[START Material for this task]

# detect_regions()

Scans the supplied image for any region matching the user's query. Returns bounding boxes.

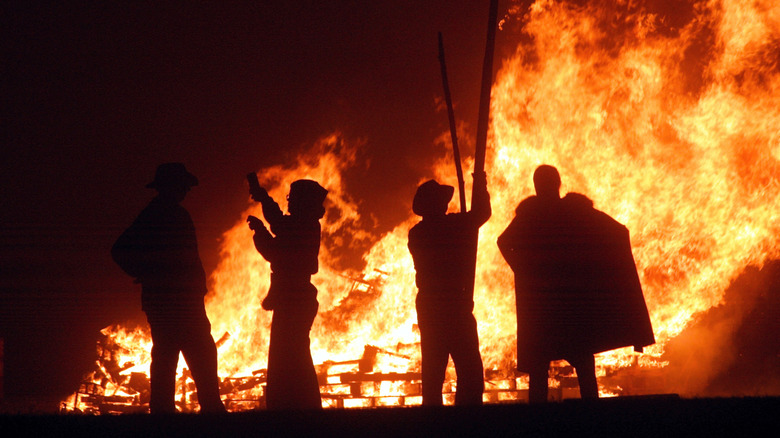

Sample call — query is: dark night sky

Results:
[0,0,524,398]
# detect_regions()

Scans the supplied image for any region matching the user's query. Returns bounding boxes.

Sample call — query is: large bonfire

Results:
[62,0,780,410]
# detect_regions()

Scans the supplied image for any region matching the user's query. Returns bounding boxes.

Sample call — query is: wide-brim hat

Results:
[412,179,455,216]
[146,163,198,189]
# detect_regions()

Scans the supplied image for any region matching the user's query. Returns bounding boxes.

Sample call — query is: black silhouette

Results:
[111,163,225,413]
[247,173,328,409]
[498,165,655,402]
[409,173,491,406]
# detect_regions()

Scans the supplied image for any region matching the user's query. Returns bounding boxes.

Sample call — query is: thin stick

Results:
[439,32,466,213]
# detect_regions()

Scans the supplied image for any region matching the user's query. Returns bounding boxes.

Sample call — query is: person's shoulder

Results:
[515,195,541,215]
[563,192,593,211]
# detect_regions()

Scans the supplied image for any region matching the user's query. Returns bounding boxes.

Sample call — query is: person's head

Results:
[534,164,561,199]
[412,179,455,218]
[146,163,198,202]
[287,179,328,219]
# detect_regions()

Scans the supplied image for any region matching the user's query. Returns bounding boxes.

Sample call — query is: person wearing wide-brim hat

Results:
[111,163,225,414]
[247,174,328,410]
[409,173,491,406]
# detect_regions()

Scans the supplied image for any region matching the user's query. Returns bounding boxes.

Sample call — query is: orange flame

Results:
[64,0,780,410]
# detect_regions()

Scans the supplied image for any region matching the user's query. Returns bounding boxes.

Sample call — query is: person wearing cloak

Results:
[247,174,328,410]
[111,163,225,414]
[498,165,655,402]
[408,173,491,406]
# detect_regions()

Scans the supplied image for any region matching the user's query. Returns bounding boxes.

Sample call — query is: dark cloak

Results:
[498,193,655,370]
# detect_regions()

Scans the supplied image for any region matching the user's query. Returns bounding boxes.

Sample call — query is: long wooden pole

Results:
[472,0,498,183]
[466,0,498,296]
[439,32,466,213]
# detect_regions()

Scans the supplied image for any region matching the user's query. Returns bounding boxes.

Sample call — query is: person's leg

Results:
[569,354,599,399]
[181,309,225,413]
[417,303,449,406]
[450,312,485,405]
[147,317,179,414]
[266,301,322,409]
[528,360,550,403]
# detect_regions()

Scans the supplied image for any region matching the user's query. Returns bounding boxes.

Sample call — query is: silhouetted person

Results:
[498,165,655,402]
[409,173,491,406]
[247,174,328,409]
[111,163,225,413]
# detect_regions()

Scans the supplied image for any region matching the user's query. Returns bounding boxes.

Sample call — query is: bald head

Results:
[534,164,561,199]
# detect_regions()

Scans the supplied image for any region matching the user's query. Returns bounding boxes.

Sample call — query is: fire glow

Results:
[62,0,780,409]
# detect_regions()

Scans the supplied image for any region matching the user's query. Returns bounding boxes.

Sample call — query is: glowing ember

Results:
[65,0,780,409]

[END Material for this task]

Copy the items word for word, from the start of the items through the line containing "[563,192,593,211]", including that line, and leave the pictures out.

:: The solution ::
# detect_regions()

Scans the supplied image for any region matching the user's query. Returns bounding boxes.


Sample call — query is: dark night sky

Results:
[0,0,524,398]
# detect_regions()

Scans the supplied image for any region matching the user's query. Returns bounding boxes.

Sample call — query is: large bonfire

Results:
[62,0,780,410]
# detect_regions()

Scans the supplied image for any region matching the user's query. Returns bounding boxes.

Sample call — query is: wide-brim hat

Results:
[412,179,455,216]
[146,163,198,189]
# detect_regions()

Scans the supplied image for any region matching the user's query. Returns bounding boxes.

Sample call — query is: black silhouette

Results:
[111,163,225,413]
[247,173,328,409]
[498,165,655,402]
[409,173,491,406]
# detect_regions()

Scans the supplied image for any region matching the user's query. Returns bounding boxes.

Sample call — query is: thin stick

Results:
[439,32,466,213]
# detect_regions()

Scans the supplied image for any region matching the user's query. Returns bounding boxes.

Sample call — query is: person's shoulder

Results:
[515,195,541,215]
[563,192,593,211]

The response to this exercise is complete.